Text provided:
***

Remembering Jasper

Well-known late homeless man touched the hearts of many Chicoans

The author is a community consultant who focuses her efforts on the housing crisis.

I once asked Jasper what he wanted his life to be like in five years. He said that he wanted to be a private investigator with his own office on Nord Avenue, and his name would be written in big, gold letters on the front door. He said he wanted to help people by cracking codes and solving crimes. He also said that he was afraid of being lonely. He was like most of us in that way—or like me, at least. In his adult life, Jasper Townsend became a well-known homeless man, a Chico local whom many had known since he was a small child. After nearly a year of living in his own apartment, at 39 years old, the irreplaceable and forever-loved Jasper passed away.

Above all, Jasper will be remembered for being kind. He wore his heart on his sleeve and inspired the same in those who knew him. I don’t even remember meeting him for the first time. He was just there, an enormous shining light, trying his best to decode mysteries during the day and staying up late into the night reading Goosebumps at the shelter, making friends and opening the hearts of even the toughest of people, and trying not to be lonely while sleeping here and there along Park Avenue.

***

Listed records:
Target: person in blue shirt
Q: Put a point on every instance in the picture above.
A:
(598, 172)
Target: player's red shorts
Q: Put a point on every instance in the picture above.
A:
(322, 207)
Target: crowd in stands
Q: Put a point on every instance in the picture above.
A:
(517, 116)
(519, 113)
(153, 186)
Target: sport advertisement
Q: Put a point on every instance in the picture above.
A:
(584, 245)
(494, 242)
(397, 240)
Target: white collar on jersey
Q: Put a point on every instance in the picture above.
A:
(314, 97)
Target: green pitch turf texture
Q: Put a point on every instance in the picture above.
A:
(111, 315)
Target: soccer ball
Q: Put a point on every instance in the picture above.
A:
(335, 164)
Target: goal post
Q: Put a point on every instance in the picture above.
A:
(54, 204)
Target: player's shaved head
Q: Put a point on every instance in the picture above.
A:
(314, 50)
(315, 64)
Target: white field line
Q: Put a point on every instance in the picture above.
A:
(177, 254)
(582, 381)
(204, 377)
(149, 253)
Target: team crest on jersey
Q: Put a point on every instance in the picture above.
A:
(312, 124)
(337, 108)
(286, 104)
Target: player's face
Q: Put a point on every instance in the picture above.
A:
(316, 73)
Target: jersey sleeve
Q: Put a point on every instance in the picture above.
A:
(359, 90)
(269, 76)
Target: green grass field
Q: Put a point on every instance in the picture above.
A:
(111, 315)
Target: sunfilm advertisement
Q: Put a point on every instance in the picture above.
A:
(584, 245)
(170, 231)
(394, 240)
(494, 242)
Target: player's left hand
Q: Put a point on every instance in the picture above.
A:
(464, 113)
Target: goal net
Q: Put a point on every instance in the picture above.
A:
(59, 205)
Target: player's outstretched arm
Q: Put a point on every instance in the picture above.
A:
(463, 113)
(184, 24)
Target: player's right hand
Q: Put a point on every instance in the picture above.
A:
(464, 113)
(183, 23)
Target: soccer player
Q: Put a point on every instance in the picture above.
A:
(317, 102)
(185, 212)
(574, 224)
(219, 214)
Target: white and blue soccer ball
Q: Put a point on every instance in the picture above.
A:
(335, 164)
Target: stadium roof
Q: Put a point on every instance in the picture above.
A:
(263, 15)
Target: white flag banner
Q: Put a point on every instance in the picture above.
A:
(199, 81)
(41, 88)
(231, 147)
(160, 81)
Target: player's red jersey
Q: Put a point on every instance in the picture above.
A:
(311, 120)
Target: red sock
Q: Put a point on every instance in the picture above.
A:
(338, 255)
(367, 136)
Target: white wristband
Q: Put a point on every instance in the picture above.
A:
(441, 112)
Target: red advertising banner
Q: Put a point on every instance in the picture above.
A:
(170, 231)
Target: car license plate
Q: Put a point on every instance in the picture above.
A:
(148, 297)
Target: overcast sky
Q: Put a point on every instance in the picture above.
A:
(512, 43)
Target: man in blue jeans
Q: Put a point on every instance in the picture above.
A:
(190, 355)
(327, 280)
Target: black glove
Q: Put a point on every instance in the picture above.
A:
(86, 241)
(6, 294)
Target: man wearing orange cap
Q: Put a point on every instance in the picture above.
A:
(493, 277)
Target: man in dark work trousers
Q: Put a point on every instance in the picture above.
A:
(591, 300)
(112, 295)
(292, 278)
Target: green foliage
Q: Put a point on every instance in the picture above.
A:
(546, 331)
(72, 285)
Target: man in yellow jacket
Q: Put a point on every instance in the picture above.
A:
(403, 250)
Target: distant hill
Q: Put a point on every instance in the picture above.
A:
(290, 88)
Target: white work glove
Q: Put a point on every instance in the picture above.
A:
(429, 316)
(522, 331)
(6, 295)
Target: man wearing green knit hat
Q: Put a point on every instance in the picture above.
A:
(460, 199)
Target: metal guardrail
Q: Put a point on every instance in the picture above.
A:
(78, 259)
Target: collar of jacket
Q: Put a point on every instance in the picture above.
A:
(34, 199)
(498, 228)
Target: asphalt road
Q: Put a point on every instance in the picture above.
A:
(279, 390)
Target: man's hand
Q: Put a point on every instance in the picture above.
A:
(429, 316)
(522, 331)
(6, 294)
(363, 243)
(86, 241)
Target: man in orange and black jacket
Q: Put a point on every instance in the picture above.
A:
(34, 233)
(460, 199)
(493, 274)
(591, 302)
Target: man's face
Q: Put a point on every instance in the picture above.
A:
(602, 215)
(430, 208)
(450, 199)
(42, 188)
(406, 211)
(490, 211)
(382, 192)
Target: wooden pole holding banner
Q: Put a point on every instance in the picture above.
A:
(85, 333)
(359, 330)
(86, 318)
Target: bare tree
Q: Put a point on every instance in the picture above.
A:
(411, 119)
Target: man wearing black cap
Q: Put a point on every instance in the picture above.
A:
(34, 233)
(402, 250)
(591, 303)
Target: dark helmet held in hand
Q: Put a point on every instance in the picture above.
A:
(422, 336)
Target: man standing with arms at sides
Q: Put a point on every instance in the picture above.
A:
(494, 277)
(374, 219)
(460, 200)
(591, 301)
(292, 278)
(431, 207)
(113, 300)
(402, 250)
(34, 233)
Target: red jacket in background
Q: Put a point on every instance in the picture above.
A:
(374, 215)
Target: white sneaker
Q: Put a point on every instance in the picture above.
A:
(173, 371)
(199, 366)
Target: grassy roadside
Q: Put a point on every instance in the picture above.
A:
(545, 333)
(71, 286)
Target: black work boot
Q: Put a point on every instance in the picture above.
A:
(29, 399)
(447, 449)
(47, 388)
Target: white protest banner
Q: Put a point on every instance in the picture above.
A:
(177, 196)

***

What to work on:
• a. In the remembrance of Jasper above, rewrite the paragraph beginning "I once asked Jasper" as a shorter paragraph that keeps its main facts.
• b. Answer these questions from the remembrance of Jasper above:
(i) What issue does the author's work as a community consultant focus on?
(ii) How long had Jasper been living in his own apartment when he died?
(iii) What did Jasper stay up late reading at the shelter?

Outputs by task:
• a. Asked about his plans for the next five years, Jasper said he wanted to be a private investigator with his own office on Nord Avenue and his name in big gold letters on the door, helping people by cracking codes and solving crimes. He also said he was afraid of being lonely, which the author says made him like most people, or at least like her. As an adult, Jasper Townsend became a well-known homeless man in Chico, where many had known him since he was a small child. After nearly a year of living in his own apartment, he died at 39.

• b.
(i) The housing crisis.
(ii) Nearly a year.
(iii) Goosebumps.